-- GIVEN TEXT follows --

Compromise and settlement authority from the Higher Education Act, under this theory, is a much more robust option, allowing for cancellation of debt by fiat. Astra Taylor, one of the leaders of the activist group Debt Collective, argued in The Guardian Monday that “Biden could knock the legs out from under these cynical lawsuits tomorrow by extinguishing all federal student loans immediately and permanently using compromise and settlement authority.”
A potential complication to this is that the Education Department in 2016 amended implementing regulations for compromise and settlement that Justice Department lawyers have argued narrow its potential use. The new rules, according to DOJ lawyers with the Office of Legal Counsel (OLC), make it so that the authority could only be used if the cost of collecting debt exceeded what the agency could expect to collect. Other experts have looked at these regulations and said they do not prevent the secretary of education from canceling debt, but the OLC hasn’t seen it the same way.
The regulations would take 18 months to change through administrative procedure. Of course, it took Biden more than 18 months to decide what course of action to take on student debt cancellation. The administration could have provided regulatory clarity and cancelled debt en masse in less time than it took to come up with a new authority and a cumbersome application process.
This would have served the dual purpose of speeding up the whole process. Determining debt cancellation unconstitutional right before national elections, and taking relief away from 26 million borrowers, would have been another stark display of judicial control of government. On the off chance that it got past the judiciary, Biden would have given a tangible benefit to tens of millions of borrowers.
Because of the uncertainty of cancellation, several groups are arguing to extend the payment pause, which is due to expire at the end of the year. The pause has been in place for nearly three years without legal challenge. That would prevent financial stress in a time of high inflation and dwindling discretionary income.
But given the outlandish nature of the judicial rulings, another more operatic option looms down the road. If plaintiffs can make up any story to justify standing to block federal programs they disfavor, they surely will. Liberal activists have plenty of problems with endless wars, climate pollution, and dozens of other issues. It’s plausible that violations of congressional war powers or the right to clean air and water exist from these activities. Liberal plaintiffs never had a hook to bring cases before, but they could simply say they have standing to sue because they never got to comment on the federal actions, or because some related entity will be harmed if the plans go through.
These precedents from the student debt rulings are being set, and they amount to sticks of dynamite for would-be litigants. Liberals can forum-shop too, and move these cases through the system. If nothing else, it would force the conservative higher courts to spend lots of time fending off cases. It would likely yield rulings where the courts would say that notice-and-comment standing claims are fine for conservative activists but not for liberal ones.
The judiciary’s legitimacy is already at a low ebb; making up different sets of rules depending on the plaintiff would nosedive that even further. This legitimacy, while it seemingly doesn’t matter to unelected elites in robes, clearly had an impact on the 2022 elections. And in U.S. history, when the judiciary has been seen as a cancer on American life, it has often changed course, like the Lochner Court during the New Deal.
Whatever the strategy, the Biden administration will need to rebut charges that they conned young voters by offering debt relief before the election, only to have it taken away by the courts, as they knew it would be. They have at least a few ways to prove that conspiratorial belief wrong.

-- GIVEN TEXT concluded --

#### EXERCISE:
Copy out the student debt text from "The judiciary’s legitimacy" to "the New Deal.".

-- RECORDS follows --

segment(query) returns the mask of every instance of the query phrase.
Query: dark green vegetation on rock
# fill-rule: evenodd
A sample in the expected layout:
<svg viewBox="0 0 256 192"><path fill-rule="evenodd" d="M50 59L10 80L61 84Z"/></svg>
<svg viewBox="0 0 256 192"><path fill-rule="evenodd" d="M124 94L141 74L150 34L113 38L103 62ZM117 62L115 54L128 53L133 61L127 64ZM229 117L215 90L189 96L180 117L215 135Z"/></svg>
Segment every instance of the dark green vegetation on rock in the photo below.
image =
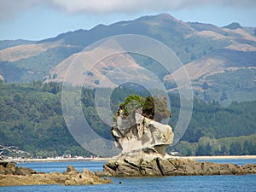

-- RECORDS concluded --

#### SOLUTION TO THIS TASK:
The judiciary’s legitimacy is already at a low ebb; making up different sets of rules depending on the plaintiff would nosedive that even further. This legitimacy, while it seemingly doesn’t matter to unelected elites in robes, clearly had an impact on the 2022 elections. And in U.S. history, when the judiciary has been seen as a cancer on American life, it has often changed course, like the Lochner Court during the New Deal.